--- Start DOCUMENT TEXT ---

Case Law Stanley v. Woodard

Stanley v. Woodard

Document Cited Authorities (2) Cited in (2) Related

Steven K. Stanley, self-represented, the appellant (plaintiff).

Laura D. Thurston, assistant attorney general, with whom, on the brief, were William Tong, attorney general, and Clare Kindall, solicitor general, for the appellees (named defendant et al.).

Vianca T. Malick, for the appellee (defendant Rebecca Ellert).

Moll, Alexander and Pellegrino, Js.

PER CURIAM.

The self-represented plaintiff, Steven K. Stanley, appeals from the trial court's denial of his motion to open and vacate the judgment of dismissal. For the reasons that follow, we affirm the trial court's judgment.

On February 14, 2020, the trial court rendered judgment dismissing for lack of subject matter jurisdiction the plaintiff's underlying probate appeal,1 filed pursuant to General Statutes § 52-592 (a), the accidental failure of suit statute, on the ground that § 52-592 (a) does not apply to probate appeals. See Metcalfe v. Sandford , 271 Conn. 531, 535–40, 858 A.2d 757 (2004). On July 15, 2020, the plaintiff filed a motion to open and vacate the judgment of dismissal (motion to open). On July 27, 2020, in a one word order, the trial court denied the plaintiff's motion to open.2 This appeal followed.

--- End DOCUMENT TEXT ---

#### [TASK REQUIREMENTS]
A – In the Stanley v. Woodard opinion, on what date did the trial court deny the plaintiff's motion to open?
B – Which lines of the records contain the word "beanie"? Collect each one, treating uppercase and lowercase as different.
The court opinion and the records below it are unrelated to each other.

--- Start LISTED RECORDS ---

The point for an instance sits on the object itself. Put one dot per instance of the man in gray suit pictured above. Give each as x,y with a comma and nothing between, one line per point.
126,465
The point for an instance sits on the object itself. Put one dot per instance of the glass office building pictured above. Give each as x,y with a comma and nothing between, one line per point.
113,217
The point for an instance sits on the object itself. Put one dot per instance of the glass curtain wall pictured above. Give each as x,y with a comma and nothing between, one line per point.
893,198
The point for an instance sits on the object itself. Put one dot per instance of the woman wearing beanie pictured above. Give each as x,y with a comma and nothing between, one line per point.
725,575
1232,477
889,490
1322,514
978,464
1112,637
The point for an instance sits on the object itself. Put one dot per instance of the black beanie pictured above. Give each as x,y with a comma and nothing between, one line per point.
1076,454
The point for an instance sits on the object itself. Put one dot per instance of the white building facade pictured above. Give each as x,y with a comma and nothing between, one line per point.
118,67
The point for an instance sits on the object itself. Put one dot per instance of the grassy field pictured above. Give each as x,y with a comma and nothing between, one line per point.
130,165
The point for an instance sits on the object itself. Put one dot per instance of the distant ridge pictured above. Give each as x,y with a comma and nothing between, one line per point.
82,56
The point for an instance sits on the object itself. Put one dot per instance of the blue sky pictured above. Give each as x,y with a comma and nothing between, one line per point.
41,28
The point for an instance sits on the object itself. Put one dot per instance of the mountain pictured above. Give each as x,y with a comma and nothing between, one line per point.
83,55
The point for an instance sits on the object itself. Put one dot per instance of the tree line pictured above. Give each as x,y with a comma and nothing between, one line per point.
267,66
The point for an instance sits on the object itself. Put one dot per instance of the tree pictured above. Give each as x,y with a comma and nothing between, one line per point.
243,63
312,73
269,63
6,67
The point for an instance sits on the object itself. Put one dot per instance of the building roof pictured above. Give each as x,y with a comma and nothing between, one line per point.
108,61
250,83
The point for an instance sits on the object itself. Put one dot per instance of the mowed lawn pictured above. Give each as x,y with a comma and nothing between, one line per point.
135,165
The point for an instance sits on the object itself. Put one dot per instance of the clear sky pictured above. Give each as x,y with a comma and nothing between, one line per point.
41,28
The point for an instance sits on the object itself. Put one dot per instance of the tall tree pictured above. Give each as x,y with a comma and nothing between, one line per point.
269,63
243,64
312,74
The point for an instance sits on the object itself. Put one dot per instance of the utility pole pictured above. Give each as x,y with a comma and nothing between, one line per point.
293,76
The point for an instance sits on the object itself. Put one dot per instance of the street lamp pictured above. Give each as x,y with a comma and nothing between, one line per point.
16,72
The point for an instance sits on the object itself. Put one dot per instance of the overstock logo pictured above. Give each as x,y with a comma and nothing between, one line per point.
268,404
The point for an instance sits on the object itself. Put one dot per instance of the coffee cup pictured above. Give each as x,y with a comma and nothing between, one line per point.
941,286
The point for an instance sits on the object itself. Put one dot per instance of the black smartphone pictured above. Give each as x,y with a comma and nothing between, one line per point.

--- End LISTED RECORDS ---

#### [RESULTS OF THE TASKS]
A – July 27, 2020

B –
The point for an instance sits on the object itself. Put one dot per instance of the woman wearing beanie pictured above. Give each as x,y with a comma and nothing between, one line per point.
The point for an instance sits on the object itself. Put one dot per instance of the black beanie pictured above. Give each as x,y with a comma and nothing between, one line per point.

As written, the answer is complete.